Exercise prompt — What you return must match every record word for word.

##### Data provided

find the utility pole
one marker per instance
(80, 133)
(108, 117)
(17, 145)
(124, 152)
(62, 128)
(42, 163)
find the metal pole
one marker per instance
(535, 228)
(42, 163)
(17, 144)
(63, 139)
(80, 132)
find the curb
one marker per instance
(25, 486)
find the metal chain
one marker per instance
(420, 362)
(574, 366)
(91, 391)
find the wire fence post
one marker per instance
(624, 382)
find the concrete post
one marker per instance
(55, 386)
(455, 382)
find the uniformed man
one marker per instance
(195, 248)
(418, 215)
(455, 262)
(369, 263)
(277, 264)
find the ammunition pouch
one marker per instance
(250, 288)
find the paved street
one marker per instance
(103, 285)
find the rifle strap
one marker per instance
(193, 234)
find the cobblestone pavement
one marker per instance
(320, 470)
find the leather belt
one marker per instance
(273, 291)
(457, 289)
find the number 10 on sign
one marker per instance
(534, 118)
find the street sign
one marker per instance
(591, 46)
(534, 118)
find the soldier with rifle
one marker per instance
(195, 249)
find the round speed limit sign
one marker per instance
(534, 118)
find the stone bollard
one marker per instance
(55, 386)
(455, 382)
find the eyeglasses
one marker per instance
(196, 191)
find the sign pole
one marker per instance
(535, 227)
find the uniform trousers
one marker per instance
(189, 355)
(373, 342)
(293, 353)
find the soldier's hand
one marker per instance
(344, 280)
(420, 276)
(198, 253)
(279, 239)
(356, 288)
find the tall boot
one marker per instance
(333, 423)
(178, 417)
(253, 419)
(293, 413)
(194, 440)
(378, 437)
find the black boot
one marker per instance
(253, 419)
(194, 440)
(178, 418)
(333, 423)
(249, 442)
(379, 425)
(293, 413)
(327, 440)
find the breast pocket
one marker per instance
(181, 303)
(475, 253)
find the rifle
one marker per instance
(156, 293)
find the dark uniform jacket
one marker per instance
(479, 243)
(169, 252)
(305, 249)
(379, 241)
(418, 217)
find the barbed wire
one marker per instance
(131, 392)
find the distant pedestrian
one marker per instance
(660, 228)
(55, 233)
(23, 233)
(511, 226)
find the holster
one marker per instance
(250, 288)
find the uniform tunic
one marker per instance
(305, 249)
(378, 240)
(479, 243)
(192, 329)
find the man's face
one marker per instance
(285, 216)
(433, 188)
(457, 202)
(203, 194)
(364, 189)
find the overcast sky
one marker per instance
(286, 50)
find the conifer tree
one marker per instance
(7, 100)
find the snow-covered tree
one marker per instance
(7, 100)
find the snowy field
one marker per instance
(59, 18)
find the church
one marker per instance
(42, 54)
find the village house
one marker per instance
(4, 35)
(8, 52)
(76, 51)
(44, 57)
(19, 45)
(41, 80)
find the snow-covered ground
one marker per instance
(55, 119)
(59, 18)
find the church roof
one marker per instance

##########

Task output —
find the utility pole
one marker per instance
(80, 133)
(108, 117)
(17, 145)
(124, 152)
(62, 128)
(42, 163)
find the metal pole
one marker per instance
(535, 228)
(42, 163)
(17, 144)
(63, 139)
(80, 132)
find the curb
one marker per instance
(25, 486)
find the metal chain
one marker per instance
(420, 362)
(574, 366)
(91, 391)
find the wire fence post
one marker per instance
(624, 382)
find the concrete post
one marker per instance
(55, 386)
(455, 382)
find the uniformed man
one marker per instance
(195, 248)
(418, 215)
(455, 262)
(369, 263)
(277, 264)
find the ammunition pouch
one marker per instance
(250, 288)
find the paved street
one marker per instance
(103, 285)
find the rifle strap
one marker per instance
(193, 234)
find the cobblestone pavement
one marker per instance
(320, 470)
find the leather belt
one marker per instance
(273, 291)
(457, 289)
find the number 10 on sign
one marker per instance
(534, 118)
find the street sign
one marker per instance
(591, 46)
(534, 118)
find the soldier with rifle
one marker per instance
(195, 249)
find the round speed limit sign
one marker per instance
(534, 118)
find the stone bollard
one marker per instance
(55, 386)
(455, 382)
find the eyeglasses
one marker per instance
(196, 191)
find the sign pole
one marker per instance
(535, 227)
find the uniform trousers
one marker per instance
(189, 355)
(373, 342)
(293, 353)
find the soldier's hand
one marker per instance
(344, 280)
(420, 276)
(198, 253)
(279, 239)
(356, 288)
find the tall boot
one marker per instance
(333, 423)
(178, 417)
(253, 419)
(293, 413)
(194, 440)
(378, 437)
find the black boot
one marker per instance
(253, 419)
(194, 440)
(178, 418)
(333, 423)
(249, 442)
(379, 425)
(293, 413)
(327, 440)
find the breast pocket
one marker per instance
(181, 303)
(475, 253)
find the rifle
one marker per instance
(156, 293)
find the dark uniform jacket
one marker per instance
(479, 243)
(169, 252)
(305, 249)
(379, 241)
(418, 217)
find the barbed wire
one marker per instance
(131, 392)
find the distant pedestrian
one marker per instance
(660, 228)
(55, 233)
(23, 233)
(511, 226)
find the holster
one marker per instance
(250, 288)
find the uniform tunic
one marker per instance
(305, 249)
(378, 240)
(479, 243)
(192, 329)
find the man's face
one marker per instance
(285, 216)
(433, 188)
(457, 202)
(203, 194)
(364, 189)
find the overcast sky
one marker per instance
(286, 50)
find the conifer tree
one marker per instance
(7, 100)
find the snow-covered tree
one marker per instance
(7, 100)
find the snowy field
one marker per instance
(59, 18)
find the church
one marker per instance
(42, 54)
find the village house
one marker per instance
(4, 35)
(8, 52)
(76, 51)
(44, 57)
(19, 45)
(41, 80)
find the snow-covered ground
one marker per instance
(55, 119)
(59, 18)
find the church roof
one marker per instance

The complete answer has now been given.